Rows from a pointing dataset:
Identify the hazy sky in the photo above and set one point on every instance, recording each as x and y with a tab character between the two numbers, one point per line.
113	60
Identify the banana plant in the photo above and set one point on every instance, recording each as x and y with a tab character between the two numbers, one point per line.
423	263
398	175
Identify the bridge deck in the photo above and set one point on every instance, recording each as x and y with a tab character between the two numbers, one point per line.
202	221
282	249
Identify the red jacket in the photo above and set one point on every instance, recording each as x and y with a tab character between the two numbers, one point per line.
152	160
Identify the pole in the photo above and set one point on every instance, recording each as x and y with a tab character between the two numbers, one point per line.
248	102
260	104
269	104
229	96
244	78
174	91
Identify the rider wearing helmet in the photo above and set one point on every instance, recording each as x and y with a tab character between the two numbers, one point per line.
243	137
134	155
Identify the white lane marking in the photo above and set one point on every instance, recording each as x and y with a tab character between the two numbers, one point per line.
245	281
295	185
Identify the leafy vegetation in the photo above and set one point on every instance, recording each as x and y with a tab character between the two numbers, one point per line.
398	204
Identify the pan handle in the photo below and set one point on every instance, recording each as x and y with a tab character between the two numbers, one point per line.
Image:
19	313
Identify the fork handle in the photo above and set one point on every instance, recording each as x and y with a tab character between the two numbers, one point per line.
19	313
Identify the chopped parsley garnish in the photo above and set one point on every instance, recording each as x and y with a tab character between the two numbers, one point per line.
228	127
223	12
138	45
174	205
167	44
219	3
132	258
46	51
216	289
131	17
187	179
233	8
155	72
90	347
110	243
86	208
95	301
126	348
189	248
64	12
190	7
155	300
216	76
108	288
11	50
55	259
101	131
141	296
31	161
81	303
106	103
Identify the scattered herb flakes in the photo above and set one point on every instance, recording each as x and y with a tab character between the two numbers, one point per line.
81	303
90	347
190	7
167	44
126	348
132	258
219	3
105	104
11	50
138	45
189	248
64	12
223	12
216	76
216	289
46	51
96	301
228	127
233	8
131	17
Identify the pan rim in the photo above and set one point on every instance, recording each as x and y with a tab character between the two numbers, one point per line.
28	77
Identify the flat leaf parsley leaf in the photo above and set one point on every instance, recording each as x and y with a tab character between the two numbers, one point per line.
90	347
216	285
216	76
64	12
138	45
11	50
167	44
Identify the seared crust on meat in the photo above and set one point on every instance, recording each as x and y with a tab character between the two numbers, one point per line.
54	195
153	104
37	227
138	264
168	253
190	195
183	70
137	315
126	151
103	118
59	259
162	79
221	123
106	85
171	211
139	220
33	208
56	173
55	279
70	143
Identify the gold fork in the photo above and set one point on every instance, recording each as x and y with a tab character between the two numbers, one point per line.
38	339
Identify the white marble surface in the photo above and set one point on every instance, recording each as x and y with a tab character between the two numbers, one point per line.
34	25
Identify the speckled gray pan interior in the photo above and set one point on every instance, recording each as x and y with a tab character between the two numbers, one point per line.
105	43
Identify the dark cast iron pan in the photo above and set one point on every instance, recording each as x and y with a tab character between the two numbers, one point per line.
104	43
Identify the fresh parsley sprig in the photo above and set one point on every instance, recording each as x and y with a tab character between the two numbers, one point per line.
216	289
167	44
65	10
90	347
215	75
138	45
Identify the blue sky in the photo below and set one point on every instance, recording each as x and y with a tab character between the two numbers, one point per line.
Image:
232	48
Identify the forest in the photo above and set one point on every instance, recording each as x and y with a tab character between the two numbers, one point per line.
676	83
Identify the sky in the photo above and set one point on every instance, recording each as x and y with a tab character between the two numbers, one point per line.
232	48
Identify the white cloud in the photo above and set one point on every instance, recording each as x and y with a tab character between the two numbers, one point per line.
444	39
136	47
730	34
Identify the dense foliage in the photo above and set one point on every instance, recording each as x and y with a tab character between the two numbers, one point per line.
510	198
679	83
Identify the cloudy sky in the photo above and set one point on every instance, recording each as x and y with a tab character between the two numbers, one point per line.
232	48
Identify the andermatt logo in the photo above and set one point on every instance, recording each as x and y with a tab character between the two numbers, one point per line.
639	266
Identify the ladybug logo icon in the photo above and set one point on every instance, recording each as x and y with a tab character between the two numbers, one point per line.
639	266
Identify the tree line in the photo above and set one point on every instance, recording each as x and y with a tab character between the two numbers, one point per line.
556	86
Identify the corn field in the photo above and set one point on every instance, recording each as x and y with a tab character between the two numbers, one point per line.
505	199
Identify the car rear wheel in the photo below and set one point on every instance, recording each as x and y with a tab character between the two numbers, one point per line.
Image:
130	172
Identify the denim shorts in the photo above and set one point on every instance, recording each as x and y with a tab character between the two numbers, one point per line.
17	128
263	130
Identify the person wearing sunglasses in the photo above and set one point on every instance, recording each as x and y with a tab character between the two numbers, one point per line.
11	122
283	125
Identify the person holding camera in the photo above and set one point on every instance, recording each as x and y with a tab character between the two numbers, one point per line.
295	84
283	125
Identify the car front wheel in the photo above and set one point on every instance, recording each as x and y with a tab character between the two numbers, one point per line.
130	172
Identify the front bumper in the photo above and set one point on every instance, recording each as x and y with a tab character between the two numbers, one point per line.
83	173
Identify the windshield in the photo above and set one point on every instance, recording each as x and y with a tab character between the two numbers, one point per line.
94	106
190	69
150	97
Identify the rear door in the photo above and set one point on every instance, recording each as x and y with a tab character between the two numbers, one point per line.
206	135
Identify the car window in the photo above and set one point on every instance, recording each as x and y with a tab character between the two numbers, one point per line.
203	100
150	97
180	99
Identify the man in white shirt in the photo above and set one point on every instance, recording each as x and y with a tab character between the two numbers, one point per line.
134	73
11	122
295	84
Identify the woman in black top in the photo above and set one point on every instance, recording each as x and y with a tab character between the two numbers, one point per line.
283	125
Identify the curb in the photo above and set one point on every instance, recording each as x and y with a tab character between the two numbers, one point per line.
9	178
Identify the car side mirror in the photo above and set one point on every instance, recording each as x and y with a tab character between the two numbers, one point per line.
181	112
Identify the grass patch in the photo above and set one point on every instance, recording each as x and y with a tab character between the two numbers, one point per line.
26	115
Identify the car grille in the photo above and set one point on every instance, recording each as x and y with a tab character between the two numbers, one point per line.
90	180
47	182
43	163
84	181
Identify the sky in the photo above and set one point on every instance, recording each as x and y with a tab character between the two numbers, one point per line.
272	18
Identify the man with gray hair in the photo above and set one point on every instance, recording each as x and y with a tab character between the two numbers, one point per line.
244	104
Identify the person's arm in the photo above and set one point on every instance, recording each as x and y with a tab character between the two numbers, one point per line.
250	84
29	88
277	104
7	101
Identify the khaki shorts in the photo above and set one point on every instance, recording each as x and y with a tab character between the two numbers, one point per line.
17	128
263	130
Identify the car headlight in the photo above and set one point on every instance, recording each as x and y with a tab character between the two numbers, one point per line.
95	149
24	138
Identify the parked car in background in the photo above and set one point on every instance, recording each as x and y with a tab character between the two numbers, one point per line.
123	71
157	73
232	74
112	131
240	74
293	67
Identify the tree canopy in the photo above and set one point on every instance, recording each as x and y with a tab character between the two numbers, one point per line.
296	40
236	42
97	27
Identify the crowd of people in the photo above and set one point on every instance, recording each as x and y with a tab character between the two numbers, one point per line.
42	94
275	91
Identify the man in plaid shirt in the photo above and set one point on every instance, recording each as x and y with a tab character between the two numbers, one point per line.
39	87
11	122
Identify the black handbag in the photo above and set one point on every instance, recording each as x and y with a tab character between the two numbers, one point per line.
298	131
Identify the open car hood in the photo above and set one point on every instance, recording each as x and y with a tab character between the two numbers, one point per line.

### Instructions to follow
Copy out each line exactly as written.

### Problem solution
Identify the hazy sky in the photo above and set one point on every instance, recording each as x and y with a tab character between the two numbers, one point per line.
113	60
Identify the banana plant in the photo above and set one point on every instance, recording each as x and y with a tab character between the two numbers, one point per line.
423	263
398	175
Identify the bridge deck in the photo above and set one point on every instance, recording each as x and y with a tab character between the two numbers, one point per line.
202	221
282	249
Identify the red jacket in the photo above and set one point on every instance, recording each as x and y with a tab character between the two numbers, one point per line.
152	160
Identify the pole in the photo above and set one point on every instance, recording each as x and y with a tab character between the two numbers, one point per line.
248	102
260	104
269	104
229	96
244	78
174	91
Identify the rider wearing helmet in the photo above and set one point on every instance, recording each as x and y with a tab character between the two numbers, one point per line.
243	137
134	155
Identify the white lane marking in the photo above and set one point on every instance, recording each as x and y with a tab character between the two numbers, one point per line.
245	281
295	185
Identify the leafy vegetation in the photo above and set one point on every instance, recording each as x and y with a tab character between the two numbers, one point per line.
398	204
Identify the pan handle in the photo below and set one point on every instance, recording each as x and y with a tab character between the two numbers, one point per line.
Image:
19	313
Identify the fork handle in the photo above and set one point on every instance, recording each as x and y with a tab character between the two numbers, one point per line.
19	313
Identify the chopped parsley garnish in the photo above and set one point on every instance, recording each as x and y with a tab character between the two numbers, one point per line.
228	127
223	12
138	45
174	205
167	44
219	3
132	258
46	51
216	289
131	17
187	179
233	8
155	72
90	347
110	243
86	208
95	301
126	348
189	248
64	12
190	7
155	300
216	76
108	288
11	50
55	259
101	131
141	296
31	161
81	303
106	103
Identify the scattered herb flakes in the photo above and set one point on every instance, recording each as x and y with a tab character between the two numbers, one point per line.
81	303
90	347
190	7
167	44
126	348
132	258
219	3
105	104
11	50
138	45
189	248
64	12
223	12
216	76
216	289
46	51
96	301
228	127
233	8
131	17
Identify the pan rim in the photo above and set one point on every instance, recording each as x and y with a tab character between the two numbers, one point per line.
28	77
Identify the flat leaf parsley leaf in the photo above and set one point on every instance, recording each as x and y with a tab character between the two numbers, one point per line.
90	347
216	285
216	76
64	12
138	45
11	50
167	44
Identify the seared crust on meat in the photo above and set one point on every instance, recording each as x and y with a tab character between the two numbers, one point per line.
54	195
153	104
37	227
138	264
168	253
190	195
183	70
137	315
126	151
103	118
59	259
162	79
221	123
106	85
171	211
139	220
33	208
56	173
55	279
70	143
Identify the gold fork in the photo above and set one point on every instance, recording each as x and y with a tab character between the two numbers, one point per line.
38	339
Identify the white marble surface in the photo above and set one point on every instance, recording each as x and y with a tab character between the two numbers, one point per line.
34	25
Identify the speckled gray pan interior in the photo above and set one point on every instance, recording each as x and y with a tab character between the two numbers, one point per line.
105	43
Identify the dark cast iron pan in the photo above and set one point on every instance, recording each as x and y with a tab character between the two numbers, one point per line.
104	43
Identify the fresh parsley sprig in the photo above and set one point on every instance, recording each as x and y with a tab character between the two numbers, one point per line.
216	289
167	44
65	10
90	347
215	75
138	45
Identify the blue sky in the photo below and set one point on every instance, recording each as x and y with a tab character between the two numbers, one point per line.
Image:
232	48
Identify the forest in the photo above and set one point on every instance, recording each as x and y with a tab character between the two numbers, one point per line.
676	83
Identify the sky in the photo above and set one point on every instance, recording each as x and y with a tab character between the two numbers, one point per line.
232	48
Identify the white cloud in the photo above and set one point on every instance, recording each as x and y with a tab character between the two numbers, one point per line.
444	39
136	47
730	34
Identify the dense foliage in the photo above and set one point on every instance, recording each as x and y with a tab character between the two numbers, one point per line.
510	198
679	83
Identify the cloudy sky in the photo above and set one point on every instance, recording each as x and y with a tab character between the two numbers, one point per line.
232	48
Identify the andermatt logo in the photo above and set one point on every instance, recording each as x and y with a tab character between the two numbers, one point per line.
639	266
Identify the ladybug logo icon in the photo above and set one point on every instance, recording each as x and y with a tab character between the two numbers, one point per line.
639	266
Identify the tree line in the photo above and set one point on every instance, recording each as x and y with a tab character between the two numbers, one point per line.
556	86
Identify the corn field in the photo above and set one point on every instance, recording each as x and y with a tab character between the two numbers, one point per line.
505	199
Identify the car rear wheel in the photo below and set one point on every instance, recording each as x and y with a tab character between the two numbers, one point per line.
Image:
130	172
Identify the denim shorts in the photo above and set one point on every instance, recording each as x and y with a tab character between the two numbers, one point per line.
17	128
263	130
Identify the person wearing sunglasses in the photo above and set one point on every instance, recording each as x and y with a tab character between the two numbers, one point per line.
11	122
283	125
Identify the person holding camera in the photo above and set one point on every instance, recording each as x and y with a tab character between the two numbers, one point per line.
295	84
283	125
Identify the car front wheel in the photo above and set one point on every instance, recording each as x and y with a tab character between the two numbers, one point per line.
130	172
Identify the front bumper in the photo above and set one point on every instance, recording each as x and y with a tab character between the two numbers, one point per line.
83	173
Identify the windshield in the photo above and set one point on every instance, recording each as x and y with a tab character between the two numbers, one point per line.
94	106
190	69
150	97
Identify the rear door in the photo above and set one point on every instance, recording each as x and y with a tab character between the two numbers, one point per line.
206	135
Identify the car window in the photo above and set one point on every instance, recording each as x and y with a tab character between the two numbers, one point per line.
203	100
150	97
180	99
Identify the man in white shirt in the photo above and set one point on every instance, recording each as x and y with a tab character between the two numbers, one point per line.
134	73
11	122
295	84
Identify the woman in black top in the photo above and set one point on every instance, recording each as x and y with a tab character between the two numbers, one point per line.
283	125
Identify the curb in the photo above and set one point on every instance, recording each as x and y with a tab character between the two numbers, one point per line.
9	178
Identify the car side mirror in the photo above and set one point on every instance, recording each as x and y with a tab character between the two numbers, one point per line.
181	112
Identify the grass patch in the photo above and set one point on every instance, recording each as x and y with a tab character between the two numbers, one point per line.
26	115
Identify the car grille in the photo above and set one point on every instance, recording each as x and y with a tab character between the two numbers, one point per line.
90	180
47	182
43	163
84	181
Identify the sky in the photo above and set one point on every instance, recording each as x and y with a tab character between the two numbers, one point per line.
272	18
Identify the man with gray hair in the photo above and set one point on every instance, recording each as x and y with a tab character between the two numbers, one point per line.
244	104
Identify the person's arm in the photo above and set one point on every instance, recording each as x and y with a tab character between the two numbers, one point per line.
250	84
29	88
277	104
7	101
Identify the khaki shorts in the photo above and set one point on every instance, recording each as x and y with a tab character between the two numbers, one point per line.
17	128
263	130
Identify the car headlight in the photo above and set one point on every instance, recording each as x and y with a tab character between the two numbers, one point per line.
95	149
24	138
Identify the parked car in background in the photo above and set one point on every instance, recording each as x and y with a tab character between the two numbers, one point per line.
123	71
157	73
232	74
112	131
240	74
293	67
Identify the tree canopy in the photo above and set one point on every instance, recording each as x and y with a tab character between the two numbers, one point per line.
296	40
236	42
97	27
Identify the crowd of people in the photo above and set one point on every instance, recording each as x and y with a tab character between the two numbers, one point per line.
42	94
275	91
Identify the man in plaid shirt in the photo above and set one point on every instance, recording each as x and y with a tab character between the two numbers, one point per line.
39	87
11	122
Identify the black handbag in the photo above and set one point on every instance, recording each as x and y with a tab character between the two numbers, one point per line.
298	131
Identify the open car hood in the photo above and set one point on every instance, recording each as x and y with a tab character between the two numbers, one point per line.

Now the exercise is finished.